Count the lines below that contain the string "boat", with uppercase and lowercase treated as distinct, and give only the number.

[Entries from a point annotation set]
________

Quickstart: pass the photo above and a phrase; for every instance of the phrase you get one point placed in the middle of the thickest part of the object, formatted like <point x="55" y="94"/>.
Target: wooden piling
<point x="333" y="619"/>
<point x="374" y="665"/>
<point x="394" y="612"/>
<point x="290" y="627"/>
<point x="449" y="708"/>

________

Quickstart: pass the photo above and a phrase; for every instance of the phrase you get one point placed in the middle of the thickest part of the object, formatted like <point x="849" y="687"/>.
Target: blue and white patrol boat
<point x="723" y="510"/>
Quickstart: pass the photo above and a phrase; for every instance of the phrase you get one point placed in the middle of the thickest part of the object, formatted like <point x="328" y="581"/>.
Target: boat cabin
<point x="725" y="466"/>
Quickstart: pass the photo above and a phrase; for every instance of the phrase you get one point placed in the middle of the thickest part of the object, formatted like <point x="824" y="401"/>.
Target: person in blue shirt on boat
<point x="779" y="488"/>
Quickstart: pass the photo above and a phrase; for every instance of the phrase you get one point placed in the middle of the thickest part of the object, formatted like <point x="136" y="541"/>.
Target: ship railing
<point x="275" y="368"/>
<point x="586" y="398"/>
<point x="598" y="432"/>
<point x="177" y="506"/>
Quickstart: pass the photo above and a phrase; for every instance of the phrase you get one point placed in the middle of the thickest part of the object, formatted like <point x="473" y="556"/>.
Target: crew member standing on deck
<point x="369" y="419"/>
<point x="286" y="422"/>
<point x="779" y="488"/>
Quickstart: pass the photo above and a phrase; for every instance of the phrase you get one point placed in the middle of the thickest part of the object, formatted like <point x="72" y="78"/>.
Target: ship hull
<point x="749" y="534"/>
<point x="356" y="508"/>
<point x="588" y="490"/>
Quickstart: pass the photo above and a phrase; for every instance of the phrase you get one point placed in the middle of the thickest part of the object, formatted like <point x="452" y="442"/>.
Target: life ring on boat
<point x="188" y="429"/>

________

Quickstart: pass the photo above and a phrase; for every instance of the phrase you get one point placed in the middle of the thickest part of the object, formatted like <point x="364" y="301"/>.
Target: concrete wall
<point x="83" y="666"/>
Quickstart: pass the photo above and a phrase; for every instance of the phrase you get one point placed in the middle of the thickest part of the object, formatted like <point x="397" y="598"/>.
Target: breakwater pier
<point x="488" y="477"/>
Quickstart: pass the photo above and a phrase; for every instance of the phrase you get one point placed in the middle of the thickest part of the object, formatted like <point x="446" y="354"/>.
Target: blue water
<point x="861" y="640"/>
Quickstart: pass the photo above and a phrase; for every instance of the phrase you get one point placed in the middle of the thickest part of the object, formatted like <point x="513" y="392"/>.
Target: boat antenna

________

▶ **The completed task**
5